Method for producing sol-gel compositions with a reduced solvent content and improved storage properties, and the use thereof

Abstract

The present invention relates to a process for producing inorganic or organic-inorganic (hybrid) materials by hydrolysis and condensation of mono- or low molecular alkoxides and their use for coating surfaces and modifying organic polymers.

Description

[0001] The present invention relates to a process for producing inorganic or organic-inorganic (hybrid) materials by hydrolysis and condensation of mono- or low molecular alkoxides and their use for coating surfaces and modifying organic polymers.

[0002] Alkoxides, generally (organo-)silicon alkoxides are conventionally used in sol-gel reactions and are reacted in a solvent with water in the presence of a catalyst to produce suitable coating formulations. After a certain reaction time, the reaction solution is applied to the desired surface and after evaporation of the volatile components is finally cured by heat or radiation. The usually highly crosslinked sol-gel coatings obtained in this way are generally transparent, outstandingly resistant to solvents and chemicals and wear-resistant.

[0003] A fundamental problem of sol-gel reactive solutions is that the quantity of solvent can only be reduced to a very limited extent and therefore the solids content can be increased without the pot life becoming too short. This applies in particular to systems in which, during production, the alcohols conventionally used as solvents strongly influence the reaction kinetics of the condensation and transesterification of the alkoxides used. Owing to the alcohols liberated during condensation of alkoxides to siloxanes, the solvent content additionally increases, as during condensation of, for example, tetraethyl orthosilicate 72 wt. % of ethanol are theoretically liberated.

*Required task A*. Please pick out and copy every line of the records that contains the string "lanyard". Case counts.
The patent excerpt and the records come from unrelated sources.

*Data for the task*.
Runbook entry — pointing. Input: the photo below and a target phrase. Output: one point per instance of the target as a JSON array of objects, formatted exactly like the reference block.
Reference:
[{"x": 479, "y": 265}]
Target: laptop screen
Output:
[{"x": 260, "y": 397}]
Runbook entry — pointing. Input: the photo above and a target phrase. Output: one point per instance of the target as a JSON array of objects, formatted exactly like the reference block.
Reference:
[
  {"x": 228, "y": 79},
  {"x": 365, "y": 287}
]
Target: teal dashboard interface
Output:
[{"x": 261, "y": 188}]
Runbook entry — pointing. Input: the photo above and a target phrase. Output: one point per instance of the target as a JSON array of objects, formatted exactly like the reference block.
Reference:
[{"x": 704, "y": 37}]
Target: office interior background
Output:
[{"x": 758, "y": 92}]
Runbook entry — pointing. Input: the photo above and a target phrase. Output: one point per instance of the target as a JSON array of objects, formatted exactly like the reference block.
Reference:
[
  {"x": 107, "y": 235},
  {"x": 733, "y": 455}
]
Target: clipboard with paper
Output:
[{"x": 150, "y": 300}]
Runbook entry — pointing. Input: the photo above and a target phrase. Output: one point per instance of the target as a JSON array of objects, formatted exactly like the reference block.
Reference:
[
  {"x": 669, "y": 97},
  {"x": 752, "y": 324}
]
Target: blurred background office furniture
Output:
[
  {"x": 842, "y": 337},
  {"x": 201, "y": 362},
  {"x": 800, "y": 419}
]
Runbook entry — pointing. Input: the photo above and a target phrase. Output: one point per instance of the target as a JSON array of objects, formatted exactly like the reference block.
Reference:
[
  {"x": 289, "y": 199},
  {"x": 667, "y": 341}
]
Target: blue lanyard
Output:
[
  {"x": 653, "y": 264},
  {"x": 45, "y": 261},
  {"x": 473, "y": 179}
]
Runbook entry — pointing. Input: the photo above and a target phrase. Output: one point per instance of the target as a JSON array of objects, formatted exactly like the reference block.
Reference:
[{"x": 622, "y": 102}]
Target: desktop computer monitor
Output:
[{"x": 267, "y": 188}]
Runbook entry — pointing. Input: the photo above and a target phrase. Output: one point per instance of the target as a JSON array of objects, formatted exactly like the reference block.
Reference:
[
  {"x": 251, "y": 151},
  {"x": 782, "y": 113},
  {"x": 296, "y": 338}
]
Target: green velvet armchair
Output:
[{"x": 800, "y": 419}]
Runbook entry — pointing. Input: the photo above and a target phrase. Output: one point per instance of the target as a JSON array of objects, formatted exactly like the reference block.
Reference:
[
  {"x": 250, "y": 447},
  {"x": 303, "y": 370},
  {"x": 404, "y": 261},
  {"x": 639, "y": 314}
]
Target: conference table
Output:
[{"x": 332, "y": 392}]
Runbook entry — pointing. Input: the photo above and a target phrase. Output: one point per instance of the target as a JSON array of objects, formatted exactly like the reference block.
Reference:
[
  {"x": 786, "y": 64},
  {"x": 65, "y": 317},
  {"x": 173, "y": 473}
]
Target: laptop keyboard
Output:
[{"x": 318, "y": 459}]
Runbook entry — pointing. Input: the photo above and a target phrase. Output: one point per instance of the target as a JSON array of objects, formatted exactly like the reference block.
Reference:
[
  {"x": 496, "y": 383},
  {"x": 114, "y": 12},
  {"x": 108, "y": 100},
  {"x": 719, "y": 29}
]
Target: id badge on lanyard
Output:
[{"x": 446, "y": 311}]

*Required task B*. List every property that the patent excerpt gives for the sol-gel coatings produced by the conventional process.

*Exercise solution A*.
Target: blue lanyard
Target: id badge on lanyard

*Exercise solution B*.
- Usually highly crosslinked
- Generally transparent
- Outstandingly resistant to solvents and chemicals
- Wear-resistant